■ DATASET ENTRIES ■
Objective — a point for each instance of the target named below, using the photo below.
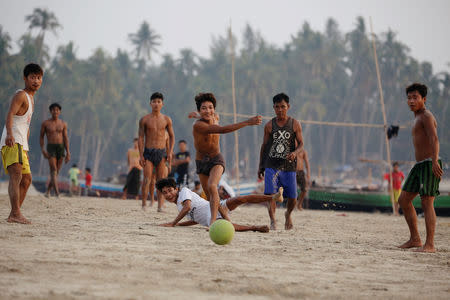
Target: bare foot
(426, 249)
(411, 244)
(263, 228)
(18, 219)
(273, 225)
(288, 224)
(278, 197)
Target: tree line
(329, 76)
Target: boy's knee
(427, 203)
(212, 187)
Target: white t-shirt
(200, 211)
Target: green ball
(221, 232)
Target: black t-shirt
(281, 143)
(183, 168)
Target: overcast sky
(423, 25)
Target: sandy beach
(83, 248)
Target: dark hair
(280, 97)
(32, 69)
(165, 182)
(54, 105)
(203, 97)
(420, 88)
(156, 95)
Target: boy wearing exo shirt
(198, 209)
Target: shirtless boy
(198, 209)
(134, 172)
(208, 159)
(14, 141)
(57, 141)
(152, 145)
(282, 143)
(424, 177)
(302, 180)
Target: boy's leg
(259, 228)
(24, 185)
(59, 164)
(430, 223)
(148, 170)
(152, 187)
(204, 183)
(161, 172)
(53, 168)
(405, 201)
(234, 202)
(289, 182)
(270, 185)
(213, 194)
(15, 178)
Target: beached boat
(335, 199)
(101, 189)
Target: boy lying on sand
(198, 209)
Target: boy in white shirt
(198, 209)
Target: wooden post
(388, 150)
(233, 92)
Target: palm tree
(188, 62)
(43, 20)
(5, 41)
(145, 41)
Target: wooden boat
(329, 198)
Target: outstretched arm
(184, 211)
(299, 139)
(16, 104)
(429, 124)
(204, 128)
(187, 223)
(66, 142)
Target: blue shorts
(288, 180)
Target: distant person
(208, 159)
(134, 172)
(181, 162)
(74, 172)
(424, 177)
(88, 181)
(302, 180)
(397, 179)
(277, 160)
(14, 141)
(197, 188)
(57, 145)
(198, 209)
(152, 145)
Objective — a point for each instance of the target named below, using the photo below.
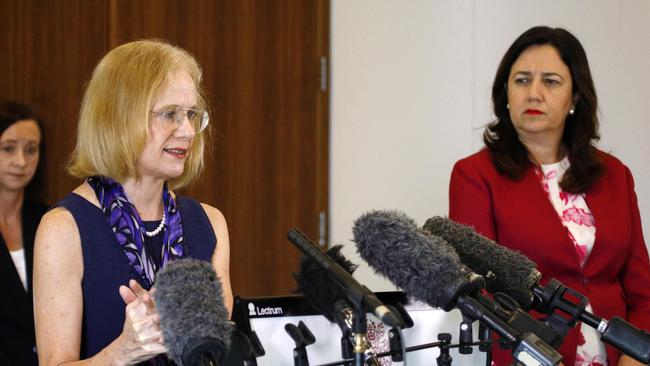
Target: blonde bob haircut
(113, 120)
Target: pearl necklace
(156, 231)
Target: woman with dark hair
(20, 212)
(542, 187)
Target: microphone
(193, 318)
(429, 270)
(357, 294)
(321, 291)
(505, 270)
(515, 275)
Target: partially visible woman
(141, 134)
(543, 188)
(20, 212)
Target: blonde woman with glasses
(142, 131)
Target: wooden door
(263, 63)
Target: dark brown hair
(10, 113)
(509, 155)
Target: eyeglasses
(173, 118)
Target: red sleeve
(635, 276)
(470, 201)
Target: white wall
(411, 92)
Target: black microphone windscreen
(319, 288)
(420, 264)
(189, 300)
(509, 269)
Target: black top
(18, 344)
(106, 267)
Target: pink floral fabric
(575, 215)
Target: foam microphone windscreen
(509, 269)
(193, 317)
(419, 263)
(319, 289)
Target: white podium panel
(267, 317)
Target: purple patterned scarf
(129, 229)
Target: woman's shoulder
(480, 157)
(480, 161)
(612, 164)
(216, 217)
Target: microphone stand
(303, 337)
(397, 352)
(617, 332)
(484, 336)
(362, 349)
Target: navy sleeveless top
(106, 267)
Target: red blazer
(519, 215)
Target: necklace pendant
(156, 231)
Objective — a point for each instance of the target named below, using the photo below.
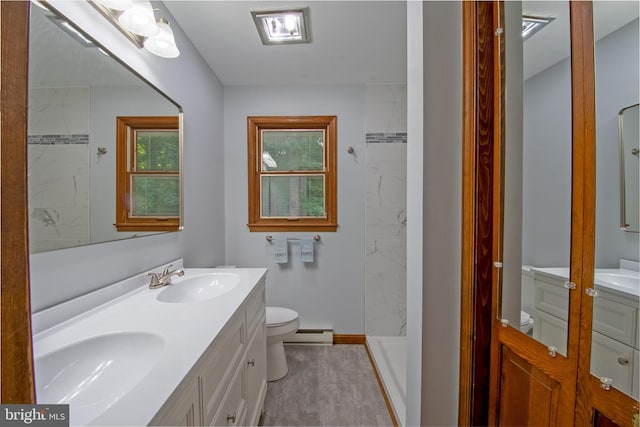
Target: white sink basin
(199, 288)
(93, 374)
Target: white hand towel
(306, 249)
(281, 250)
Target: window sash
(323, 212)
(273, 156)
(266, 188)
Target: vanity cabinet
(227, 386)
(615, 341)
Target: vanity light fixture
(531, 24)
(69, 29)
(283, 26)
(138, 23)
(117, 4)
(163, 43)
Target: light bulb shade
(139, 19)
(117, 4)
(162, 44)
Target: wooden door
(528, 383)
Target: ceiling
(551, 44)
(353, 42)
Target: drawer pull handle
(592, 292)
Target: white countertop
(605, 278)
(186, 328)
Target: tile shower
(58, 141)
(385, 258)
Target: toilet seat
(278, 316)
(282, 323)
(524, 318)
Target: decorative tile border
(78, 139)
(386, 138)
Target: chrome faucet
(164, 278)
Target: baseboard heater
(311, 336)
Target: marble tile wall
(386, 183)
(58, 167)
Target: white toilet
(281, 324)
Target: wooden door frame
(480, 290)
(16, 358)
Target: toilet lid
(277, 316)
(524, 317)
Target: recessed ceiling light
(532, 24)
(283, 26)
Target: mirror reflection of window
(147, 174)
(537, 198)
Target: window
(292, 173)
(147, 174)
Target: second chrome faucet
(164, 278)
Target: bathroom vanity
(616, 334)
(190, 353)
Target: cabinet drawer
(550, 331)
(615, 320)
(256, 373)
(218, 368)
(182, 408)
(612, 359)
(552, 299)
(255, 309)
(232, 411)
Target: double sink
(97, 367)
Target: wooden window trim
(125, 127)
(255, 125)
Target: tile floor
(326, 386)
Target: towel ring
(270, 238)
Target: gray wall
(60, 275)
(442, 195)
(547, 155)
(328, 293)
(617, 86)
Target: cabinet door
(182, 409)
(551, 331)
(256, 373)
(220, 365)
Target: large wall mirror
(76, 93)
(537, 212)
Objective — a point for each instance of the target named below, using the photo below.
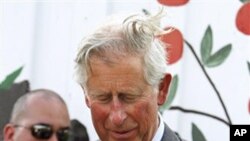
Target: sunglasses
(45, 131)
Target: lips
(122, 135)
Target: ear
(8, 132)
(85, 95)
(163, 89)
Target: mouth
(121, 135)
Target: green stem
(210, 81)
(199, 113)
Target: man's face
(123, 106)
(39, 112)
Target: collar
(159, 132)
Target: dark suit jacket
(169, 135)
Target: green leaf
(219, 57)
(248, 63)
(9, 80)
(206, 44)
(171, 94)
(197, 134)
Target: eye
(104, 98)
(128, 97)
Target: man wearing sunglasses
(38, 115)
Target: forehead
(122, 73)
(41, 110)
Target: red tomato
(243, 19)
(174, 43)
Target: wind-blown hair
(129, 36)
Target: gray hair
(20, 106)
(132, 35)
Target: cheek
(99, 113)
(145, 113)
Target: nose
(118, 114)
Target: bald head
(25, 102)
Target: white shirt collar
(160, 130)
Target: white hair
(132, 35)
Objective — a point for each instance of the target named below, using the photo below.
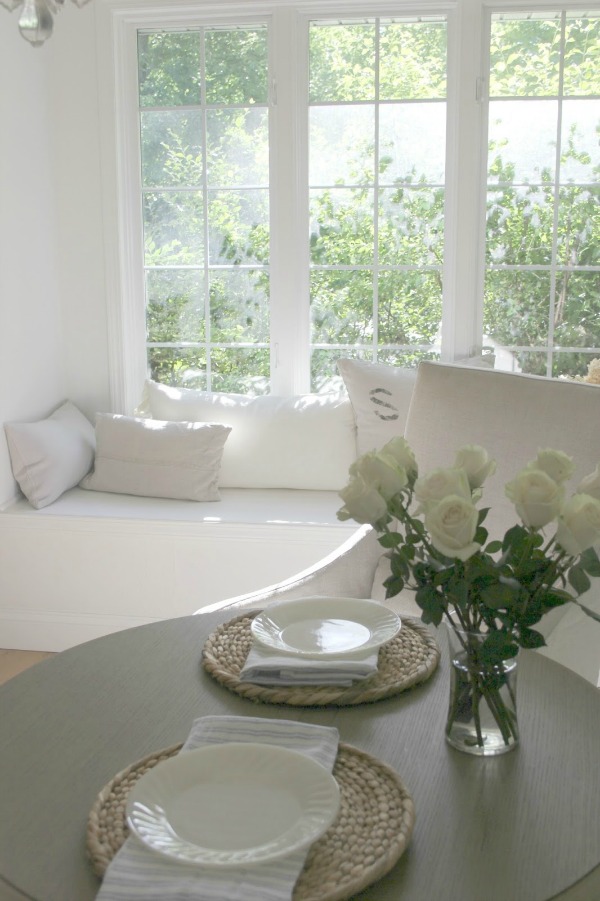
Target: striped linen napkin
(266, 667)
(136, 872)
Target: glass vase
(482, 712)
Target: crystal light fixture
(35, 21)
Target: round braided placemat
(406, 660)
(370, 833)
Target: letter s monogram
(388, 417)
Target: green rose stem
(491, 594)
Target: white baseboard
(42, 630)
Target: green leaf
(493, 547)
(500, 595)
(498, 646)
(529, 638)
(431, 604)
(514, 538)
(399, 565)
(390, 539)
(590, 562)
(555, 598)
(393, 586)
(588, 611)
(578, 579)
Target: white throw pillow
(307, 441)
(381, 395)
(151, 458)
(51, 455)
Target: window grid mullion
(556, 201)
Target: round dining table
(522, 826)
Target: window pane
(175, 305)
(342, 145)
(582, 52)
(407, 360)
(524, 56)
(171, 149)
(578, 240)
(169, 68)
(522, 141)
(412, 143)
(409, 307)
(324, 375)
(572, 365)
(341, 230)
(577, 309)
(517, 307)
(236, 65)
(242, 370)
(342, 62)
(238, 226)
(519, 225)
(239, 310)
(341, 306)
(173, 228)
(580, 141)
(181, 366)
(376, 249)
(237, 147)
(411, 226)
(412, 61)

==

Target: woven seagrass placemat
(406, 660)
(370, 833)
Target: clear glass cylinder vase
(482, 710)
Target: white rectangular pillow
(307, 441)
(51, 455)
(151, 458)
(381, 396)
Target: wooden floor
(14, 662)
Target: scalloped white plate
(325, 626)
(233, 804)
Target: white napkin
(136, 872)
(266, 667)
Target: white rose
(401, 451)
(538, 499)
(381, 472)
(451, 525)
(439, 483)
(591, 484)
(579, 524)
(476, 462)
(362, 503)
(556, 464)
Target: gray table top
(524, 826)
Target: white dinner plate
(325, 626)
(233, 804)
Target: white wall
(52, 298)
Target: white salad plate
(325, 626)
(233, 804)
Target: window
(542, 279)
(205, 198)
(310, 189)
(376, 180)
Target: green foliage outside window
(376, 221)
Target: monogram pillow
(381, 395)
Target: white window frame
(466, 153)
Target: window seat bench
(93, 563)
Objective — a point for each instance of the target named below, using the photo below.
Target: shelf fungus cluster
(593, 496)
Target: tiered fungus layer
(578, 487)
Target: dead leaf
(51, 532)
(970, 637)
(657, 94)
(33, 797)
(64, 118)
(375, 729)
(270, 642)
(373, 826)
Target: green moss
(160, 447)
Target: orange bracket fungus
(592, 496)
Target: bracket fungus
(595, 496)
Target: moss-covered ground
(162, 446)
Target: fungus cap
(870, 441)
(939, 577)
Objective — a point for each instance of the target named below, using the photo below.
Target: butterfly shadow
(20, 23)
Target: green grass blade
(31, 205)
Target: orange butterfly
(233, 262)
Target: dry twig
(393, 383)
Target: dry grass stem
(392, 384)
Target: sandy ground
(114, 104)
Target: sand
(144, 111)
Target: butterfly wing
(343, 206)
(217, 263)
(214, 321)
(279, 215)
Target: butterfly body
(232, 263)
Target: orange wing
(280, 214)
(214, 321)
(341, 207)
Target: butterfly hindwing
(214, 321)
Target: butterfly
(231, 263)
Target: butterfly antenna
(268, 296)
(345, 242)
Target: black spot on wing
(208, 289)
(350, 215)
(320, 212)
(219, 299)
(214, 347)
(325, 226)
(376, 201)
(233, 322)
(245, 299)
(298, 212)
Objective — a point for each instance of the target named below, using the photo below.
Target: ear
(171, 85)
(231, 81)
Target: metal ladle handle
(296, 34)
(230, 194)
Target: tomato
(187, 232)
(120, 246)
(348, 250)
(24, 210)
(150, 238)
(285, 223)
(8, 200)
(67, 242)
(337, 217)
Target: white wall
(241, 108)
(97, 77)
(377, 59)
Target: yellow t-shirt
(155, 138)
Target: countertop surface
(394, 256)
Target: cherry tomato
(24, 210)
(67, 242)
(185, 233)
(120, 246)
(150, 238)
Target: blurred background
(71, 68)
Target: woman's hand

■ EXERCISE ■
Copy out, exactly and alone, the lines of the entries above between the ones holding "Target: tomato" and "Target: woman's hand", inclusive.

■ EXERCISE RESPONSE ■
Target: tomato
(187, 232)
(120, 246)
(348, 250)
(24, 210)
(150, 238)
(285, 223)
(8, 200)
(67, 242)
(337, 217)
Target: white wall
(241, 108)
(97, 77)
(377, 59)
Target: yellow t-shirt
(155, 138)
Target: countertop surface
(394, 256)
Target: cherry tomato
(24, 210)
(67, 242)
(185, 233)
(120, 246)
(150, 238)
Target: blurred background
(71, 68)
Target: woman's hand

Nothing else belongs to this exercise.